Desde o início da epidemia de coronavírus, no final de dezembro, na cidade de Wuhan, na China, quase não houve casos de crianças infectadas. De acordo com um relatório da missão conjunta China-OMS publicado no final de fevereiro, apenas 2,4% dos mais de 75 mil casos confirmados até agora naquele país eram menores de 18 anos. E apenas 2,5% desse total desenvolveram uma forma grave da doença, e 0,2%, uma forma crítica.
As crianças são menos afetadas pelo novo coronavírus por razões ainda desconhecidas pelos cientistas, mas são igualmente infectadas e são vetores da doença, isto é, podem transmitir o vírus a outras pessoas. Isso explica o fechamento de escolas em vários países.
– Parece que (as crianças) não ficam muito doentes nem morrem em decorrência da covid-19. Mas sabemos que as crianças podem ser infectadas – resumiu Justin Lessler, epidemiologista da Johns Hopkins University, nos Estados Unidos, à AFP.
As crianças "são tão suscetíveis a serem infectadas quanto os adultos", corrobora um estudo em que Lessler participou sobre a situação em Shenzhen (China), um trabalho que não foi submetido ao processo usual de revisão por outros colegas ("peer-to-peer").
Contudo, em outro estudo publicado nesta sexta-feira (13) na revista Nature Medicine, os pesquisadores estabeleceram que, entre quase 4 mil pessoas que estiveram em contato com uma pessoa doente, 3,5% dos adultos foram infectados, mas apenas 1,1% das crianças.
E das 10 crianças que apresentaram resultado positivo, com poucos sintomas, o vírus foi encontrado em amostras fecais, mesmo após o desaparecimento por via aérea, o que as levou a considerar a "possibilidade de transmissão oral-fecal".
Sistema imunológico forte
Por que, então, as crianças não aparecem nas estatísticas?
Mesmo se estiverem infectadas, "as crianças estão bem e não vão ao hospital, portanto não são submetidas ao teste", explica à AFP Sharon Nachman, professora da Escola de Medicina do Hospital Infantil Stony Brooks, perto de Nova York.
As razões pelas quais os mais jovens desenvolvem apenas sintomas leves ainda não são claras, mas os especialistas estão considerando várias hipóteses.
– Para eles, toda infecção é uma infecção nova. Estão em contato com tantas doenças durante seus primeiros anos de vida que seu sistema imunológico é robusto e responde bem a esse novo vírus – diz Nachman, especialista em infecções pediátricas.
Mas essa especialista também enfatiza que a atual ausência de casos graves "não significa que não ocorram".
– Não está muito claro, mas, na minha opinião, (os sintomas leves) estão relacionados à biologia fundamental do vírus e aos tipos de células que infectam – explica Ian Jones, professor de virologia da Universidade Britânica de Reading.
De qualquer forma, crianças contaminadas, mas não doentes, "não vão se autoconfinar (...) e por isso o risco de disseminação do vírus é maior", disse à AFP.
Fechamento das escolas
O risco de disseminação levanta a questão do fechamento das escolas, decidido em grande escala em alguns países como China, Itália, Espanha e França. Embora não exista "uma boa resposta, é uma medida bastante razoável nesse estágio", segundo Nachman, para quem o fechamento das escolas pode conter a progressão do vírus.

O que fazer
• A. Reescreva em forma de lista o parágrafo do texto sobre crianças e o coronavírus que começa com "Desde o início da epidemia", mantendo seus fatos principais.
• B. No texto sobre crianças e o coronavírus, qual porcentagem das crianças que estiveram em contato com uma pessoa doente foi infectada, segundo o estudo publicado na revista Nature Medicine?

Entradas listadas
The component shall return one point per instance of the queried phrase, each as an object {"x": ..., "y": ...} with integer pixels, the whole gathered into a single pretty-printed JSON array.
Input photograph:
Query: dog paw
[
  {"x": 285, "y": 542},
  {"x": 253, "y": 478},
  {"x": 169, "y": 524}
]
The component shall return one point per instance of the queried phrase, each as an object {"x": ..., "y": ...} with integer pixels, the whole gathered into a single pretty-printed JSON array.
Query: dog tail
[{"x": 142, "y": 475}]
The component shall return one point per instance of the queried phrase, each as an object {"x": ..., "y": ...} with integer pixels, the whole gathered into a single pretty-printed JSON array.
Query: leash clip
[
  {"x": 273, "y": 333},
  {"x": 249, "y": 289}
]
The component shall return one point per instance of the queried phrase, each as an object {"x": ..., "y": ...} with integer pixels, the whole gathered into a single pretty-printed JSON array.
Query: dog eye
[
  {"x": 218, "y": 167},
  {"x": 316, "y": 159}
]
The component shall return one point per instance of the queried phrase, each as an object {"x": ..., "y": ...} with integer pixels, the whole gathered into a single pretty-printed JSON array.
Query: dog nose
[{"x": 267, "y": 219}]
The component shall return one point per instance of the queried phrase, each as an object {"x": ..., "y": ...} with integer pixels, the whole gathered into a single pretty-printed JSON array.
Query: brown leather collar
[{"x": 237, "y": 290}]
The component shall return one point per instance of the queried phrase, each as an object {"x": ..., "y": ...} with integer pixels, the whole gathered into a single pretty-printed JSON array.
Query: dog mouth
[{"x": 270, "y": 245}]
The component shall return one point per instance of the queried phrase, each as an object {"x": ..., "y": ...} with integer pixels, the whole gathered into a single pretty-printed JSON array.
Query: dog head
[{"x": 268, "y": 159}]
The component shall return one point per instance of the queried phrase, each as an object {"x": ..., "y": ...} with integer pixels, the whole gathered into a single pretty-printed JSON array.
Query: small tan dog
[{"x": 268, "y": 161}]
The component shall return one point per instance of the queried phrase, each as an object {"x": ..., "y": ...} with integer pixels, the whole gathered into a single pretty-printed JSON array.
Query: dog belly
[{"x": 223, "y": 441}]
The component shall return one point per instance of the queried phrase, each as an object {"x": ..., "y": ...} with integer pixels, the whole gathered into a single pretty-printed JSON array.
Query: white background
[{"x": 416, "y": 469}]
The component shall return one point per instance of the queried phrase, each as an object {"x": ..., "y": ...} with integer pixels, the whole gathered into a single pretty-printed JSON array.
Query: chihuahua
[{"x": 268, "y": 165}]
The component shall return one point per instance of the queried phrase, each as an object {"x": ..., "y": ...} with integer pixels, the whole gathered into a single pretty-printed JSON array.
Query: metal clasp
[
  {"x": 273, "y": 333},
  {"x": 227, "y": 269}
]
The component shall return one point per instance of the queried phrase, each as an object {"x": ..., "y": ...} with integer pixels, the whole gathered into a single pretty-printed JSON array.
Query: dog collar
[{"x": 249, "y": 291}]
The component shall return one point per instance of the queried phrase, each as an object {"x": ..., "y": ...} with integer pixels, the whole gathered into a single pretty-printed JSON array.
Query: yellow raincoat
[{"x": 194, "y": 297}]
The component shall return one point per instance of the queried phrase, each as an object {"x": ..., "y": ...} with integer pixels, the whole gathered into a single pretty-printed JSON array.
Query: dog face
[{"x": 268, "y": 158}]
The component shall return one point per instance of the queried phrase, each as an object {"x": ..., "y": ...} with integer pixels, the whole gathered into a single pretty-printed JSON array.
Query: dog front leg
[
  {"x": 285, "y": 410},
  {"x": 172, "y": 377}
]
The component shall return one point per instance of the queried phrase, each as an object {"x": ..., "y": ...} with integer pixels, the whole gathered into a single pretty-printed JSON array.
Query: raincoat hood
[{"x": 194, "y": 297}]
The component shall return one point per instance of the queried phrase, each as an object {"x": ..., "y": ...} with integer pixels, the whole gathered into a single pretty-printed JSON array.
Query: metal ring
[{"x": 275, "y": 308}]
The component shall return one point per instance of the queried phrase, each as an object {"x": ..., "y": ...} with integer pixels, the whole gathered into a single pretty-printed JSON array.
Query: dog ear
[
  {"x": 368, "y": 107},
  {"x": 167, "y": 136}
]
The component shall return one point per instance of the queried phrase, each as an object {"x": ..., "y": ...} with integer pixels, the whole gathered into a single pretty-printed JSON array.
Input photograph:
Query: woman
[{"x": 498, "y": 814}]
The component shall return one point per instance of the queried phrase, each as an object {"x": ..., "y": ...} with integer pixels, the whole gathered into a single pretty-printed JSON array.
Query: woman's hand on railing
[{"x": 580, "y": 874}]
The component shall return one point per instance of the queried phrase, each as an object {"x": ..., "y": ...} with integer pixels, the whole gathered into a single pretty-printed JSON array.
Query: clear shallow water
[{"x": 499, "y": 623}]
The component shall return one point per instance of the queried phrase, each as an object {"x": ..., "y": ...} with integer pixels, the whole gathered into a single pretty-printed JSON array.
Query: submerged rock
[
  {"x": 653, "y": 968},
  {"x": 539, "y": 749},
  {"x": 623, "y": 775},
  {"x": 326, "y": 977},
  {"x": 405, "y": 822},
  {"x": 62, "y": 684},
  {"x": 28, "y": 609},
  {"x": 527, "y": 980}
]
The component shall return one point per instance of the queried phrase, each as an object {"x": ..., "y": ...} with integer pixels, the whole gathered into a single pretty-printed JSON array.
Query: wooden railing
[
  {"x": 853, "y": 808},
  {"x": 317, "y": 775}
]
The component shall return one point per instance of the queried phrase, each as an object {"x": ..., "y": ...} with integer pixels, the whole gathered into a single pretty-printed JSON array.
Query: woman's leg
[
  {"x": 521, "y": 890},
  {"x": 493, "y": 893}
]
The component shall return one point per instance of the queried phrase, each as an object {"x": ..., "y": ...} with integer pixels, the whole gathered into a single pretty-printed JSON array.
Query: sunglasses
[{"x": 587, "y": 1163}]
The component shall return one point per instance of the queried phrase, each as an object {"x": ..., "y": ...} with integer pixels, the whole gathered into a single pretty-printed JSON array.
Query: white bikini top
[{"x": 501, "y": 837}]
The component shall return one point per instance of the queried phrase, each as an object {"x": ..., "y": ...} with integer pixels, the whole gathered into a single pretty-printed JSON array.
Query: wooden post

Respostas por tarefa
• A.
- A epidemia de coronavírus começou no final de dezembro, em Wuhan, na China, e desde então quase não houve casos de crianças infectadas.
- Segundo um relatório da missão conjunta China-OMS publicado no final de fevereiro, apenas 2,4% dos mais de 75 mil casos confirmados na China eram menores de 18 anos.
- Apenas 2,5% desse total desenvolveram uma forma grave da doença, e 0,2%, uma forma crítica.

• B. 1,1% das crianças.